Data to examine:

● ● ● ● ●

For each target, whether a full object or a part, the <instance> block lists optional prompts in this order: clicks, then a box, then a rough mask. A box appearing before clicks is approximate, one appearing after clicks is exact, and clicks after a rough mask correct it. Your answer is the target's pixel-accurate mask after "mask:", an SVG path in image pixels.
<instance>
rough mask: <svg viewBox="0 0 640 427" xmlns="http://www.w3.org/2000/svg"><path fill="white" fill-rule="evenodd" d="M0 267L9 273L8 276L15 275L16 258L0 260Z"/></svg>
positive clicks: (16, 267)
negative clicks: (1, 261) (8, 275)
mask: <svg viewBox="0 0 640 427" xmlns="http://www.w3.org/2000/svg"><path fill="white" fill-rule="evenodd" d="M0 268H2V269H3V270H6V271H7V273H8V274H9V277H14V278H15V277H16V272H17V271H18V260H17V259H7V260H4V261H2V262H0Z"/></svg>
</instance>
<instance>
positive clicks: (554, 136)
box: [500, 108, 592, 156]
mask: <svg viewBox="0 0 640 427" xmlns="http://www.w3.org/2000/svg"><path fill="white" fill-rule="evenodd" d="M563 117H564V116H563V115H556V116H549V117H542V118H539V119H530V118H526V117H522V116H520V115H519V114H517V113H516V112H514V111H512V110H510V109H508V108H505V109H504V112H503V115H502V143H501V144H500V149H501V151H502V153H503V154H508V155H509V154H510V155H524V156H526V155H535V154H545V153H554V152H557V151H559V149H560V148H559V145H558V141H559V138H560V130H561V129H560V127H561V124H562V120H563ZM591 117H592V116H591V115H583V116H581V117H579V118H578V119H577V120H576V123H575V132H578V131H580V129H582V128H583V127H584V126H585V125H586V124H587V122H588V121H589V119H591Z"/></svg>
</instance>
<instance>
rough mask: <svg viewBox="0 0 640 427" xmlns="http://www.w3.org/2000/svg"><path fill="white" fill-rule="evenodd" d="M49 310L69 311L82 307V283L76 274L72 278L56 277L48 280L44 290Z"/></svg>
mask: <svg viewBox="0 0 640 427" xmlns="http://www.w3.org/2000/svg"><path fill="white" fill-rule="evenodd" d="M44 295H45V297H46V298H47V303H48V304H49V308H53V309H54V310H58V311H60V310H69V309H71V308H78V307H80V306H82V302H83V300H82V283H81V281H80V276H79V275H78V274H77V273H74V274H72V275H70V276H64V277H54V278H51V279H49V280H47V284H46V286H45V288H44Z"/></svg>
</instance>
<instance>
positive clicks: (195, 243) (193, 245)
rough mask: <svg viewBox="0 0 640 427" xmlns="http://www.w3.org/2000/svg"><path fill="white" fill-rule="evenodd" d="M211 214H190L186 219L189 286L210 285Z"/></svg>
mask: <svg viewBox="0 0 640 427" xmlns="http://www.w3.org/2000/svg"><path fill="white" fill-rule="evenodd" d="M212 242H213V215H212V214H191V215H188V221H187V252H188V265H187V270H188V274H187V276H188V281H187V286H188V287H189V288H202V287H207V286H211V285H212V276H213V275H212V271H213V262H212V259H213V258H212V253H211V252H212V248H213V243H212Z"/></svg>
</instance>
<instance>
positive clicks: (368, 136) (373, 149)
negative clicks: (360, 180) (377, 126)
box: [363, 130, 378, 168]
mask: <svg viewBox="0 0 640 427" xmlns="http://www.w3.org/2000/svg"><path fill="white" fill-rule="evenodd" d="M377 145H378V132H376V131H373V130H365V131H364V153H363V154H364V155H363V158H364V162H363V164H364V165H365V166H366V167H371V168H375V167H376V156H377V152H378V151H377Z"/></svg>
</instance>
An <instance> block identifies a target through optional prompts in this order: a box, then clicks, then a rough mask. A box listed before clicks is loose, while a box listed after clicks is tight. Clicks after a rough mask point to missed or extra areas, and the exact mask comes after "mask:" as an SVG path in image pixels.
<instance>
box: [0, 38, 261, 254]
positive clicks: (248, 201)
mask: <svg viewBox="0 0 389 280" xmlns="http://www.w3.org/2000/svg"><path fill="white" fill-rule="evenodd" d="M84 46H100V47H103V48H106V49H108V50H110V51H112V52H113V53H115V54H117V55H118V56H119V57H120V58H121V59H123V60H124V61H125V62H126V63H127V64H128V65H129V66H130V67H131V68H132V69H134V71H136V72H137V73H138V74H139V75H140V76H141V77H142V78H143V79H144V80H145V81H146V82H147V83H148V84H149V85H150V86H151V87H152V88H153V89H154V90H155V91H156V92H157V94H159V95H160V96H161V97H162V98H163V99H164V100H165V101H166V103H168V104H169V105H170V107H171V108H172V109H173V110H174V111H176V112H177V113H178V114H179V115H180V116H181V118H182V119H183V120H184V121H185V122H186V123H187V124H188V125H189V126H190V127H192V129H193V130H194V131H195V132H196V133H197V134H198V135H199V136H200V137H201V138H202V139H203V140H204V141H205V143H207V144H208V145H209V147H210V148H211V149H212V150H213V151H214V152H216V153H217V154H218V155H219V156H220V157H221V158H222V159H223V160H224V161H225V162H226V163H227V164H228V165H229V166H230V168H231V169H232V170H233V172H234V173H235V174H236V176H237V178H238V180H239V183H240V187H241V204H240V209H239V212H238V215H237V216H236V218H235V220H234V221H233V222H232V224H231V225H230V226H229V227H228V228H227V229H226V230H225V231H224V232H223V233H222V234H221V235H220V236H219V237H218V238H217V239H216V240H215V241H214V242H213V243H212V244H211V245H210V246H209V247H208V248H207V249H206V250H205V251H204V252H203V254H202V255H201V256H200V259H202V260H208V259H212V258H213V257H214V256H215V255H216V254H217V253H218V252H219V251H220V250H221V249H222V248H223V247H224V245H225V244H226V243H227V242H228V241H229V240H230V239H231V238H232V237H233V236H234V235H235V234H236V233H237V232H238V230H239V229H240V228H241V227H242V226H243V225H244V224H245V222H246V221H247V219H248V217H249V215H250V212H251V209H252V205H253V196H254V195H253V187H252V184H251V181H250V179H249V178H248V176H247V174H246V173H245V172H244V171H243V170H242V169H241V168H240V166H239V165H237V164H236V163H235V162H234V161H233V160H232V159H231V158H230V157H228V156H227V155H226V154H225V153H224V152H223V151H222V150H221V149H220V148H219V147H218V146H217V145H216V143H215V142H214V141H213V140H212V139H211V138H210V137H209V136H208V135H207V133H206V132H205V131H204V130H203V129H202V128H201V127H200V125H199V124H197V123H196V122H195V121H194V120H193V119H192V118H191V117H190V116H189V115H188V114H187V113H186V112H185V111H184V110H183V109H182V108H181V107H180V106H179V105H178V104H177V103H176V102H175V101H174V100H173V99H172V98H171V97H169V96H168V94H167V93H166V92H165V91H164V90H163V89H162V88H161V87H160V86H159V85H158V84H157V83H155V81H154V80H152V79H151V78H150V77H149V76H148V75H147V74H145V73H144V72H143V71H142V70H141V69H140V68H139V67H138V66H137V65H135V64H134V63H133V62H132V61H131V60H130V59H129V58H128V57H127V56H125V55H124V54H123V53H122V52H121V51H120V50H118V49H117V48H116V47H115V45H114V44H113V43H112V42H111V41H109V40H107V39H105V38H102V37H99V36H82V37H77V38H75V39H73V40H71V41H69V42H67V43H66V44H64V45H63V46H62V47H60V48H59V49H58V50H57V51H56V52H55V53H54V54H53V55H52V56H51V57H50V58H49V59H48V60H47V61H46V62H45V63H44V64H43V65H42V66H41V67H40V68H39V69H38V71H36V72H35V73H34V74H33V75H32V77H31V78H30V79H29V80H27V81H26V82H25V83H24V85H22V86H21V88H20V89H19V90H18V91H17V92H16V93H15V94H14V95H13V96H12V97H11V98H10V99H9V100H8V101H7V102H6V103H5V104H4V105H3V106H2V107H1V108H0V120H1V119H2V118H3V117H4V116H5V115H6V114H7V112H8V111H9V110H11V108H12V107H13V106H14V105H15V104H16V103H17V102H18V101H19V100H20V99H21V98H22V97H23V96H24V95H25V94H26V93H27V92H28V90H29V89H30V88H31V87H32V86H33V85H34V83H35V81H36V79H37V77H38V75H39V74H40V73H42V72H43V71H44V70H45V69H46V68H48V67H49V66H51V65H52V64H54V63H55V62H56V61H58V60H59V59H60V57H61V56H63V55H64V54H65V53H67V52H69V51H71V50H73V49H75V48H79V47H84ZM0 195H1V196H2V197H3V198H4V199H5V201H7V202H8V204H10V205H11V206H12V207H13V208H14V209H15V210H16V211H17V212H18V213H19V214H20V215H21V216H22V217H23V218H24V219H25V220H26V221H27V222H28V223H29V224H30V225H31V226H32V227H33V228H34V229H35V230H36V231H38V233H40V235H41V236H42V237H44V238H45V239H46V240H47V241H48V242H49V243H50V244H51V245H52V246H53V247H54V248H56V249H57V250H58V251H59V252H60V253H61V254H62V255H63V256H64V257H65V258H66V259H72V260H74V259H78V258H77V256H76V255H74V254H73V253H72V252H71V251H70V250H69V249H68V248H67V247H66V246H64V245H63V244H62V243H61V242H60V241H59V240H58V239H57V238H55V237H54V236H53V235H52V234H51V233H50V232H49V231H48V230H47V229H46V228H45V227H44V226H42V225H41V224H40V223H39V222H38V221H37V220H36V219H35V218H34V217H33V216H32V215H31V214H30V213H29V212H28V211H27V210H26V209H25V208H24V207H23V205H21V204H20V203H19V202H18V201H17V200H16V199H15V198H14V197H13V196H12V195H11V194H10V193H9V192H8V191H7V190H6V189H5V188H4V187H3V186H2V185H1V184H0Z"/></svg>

● ● ● ● ●

What to produce: Every line that holds the word "pixels" should be copied from the records.

Problem solution:
For each target, whether a full object or a part, the <instance> block lists optional prompts in this order: clicks, then a box, then a rough mask. A box appearing before clicks is approximate, one appearing after clicks is exact, and clicks after a rough mask correct it. Your answer is the target's pixel-accurate mask after "mask:", an SVG path in image pixels.
An <instance> block identifies a target through optional prompts in this order: a box, then clicks, then a rough mask. A box listed before clicks is loose, while a box listed after clicks is tight. Clicks after a rough mask point to missed or extra areas, and the exact mask comes after "mask:" as an SVG path in image pixels.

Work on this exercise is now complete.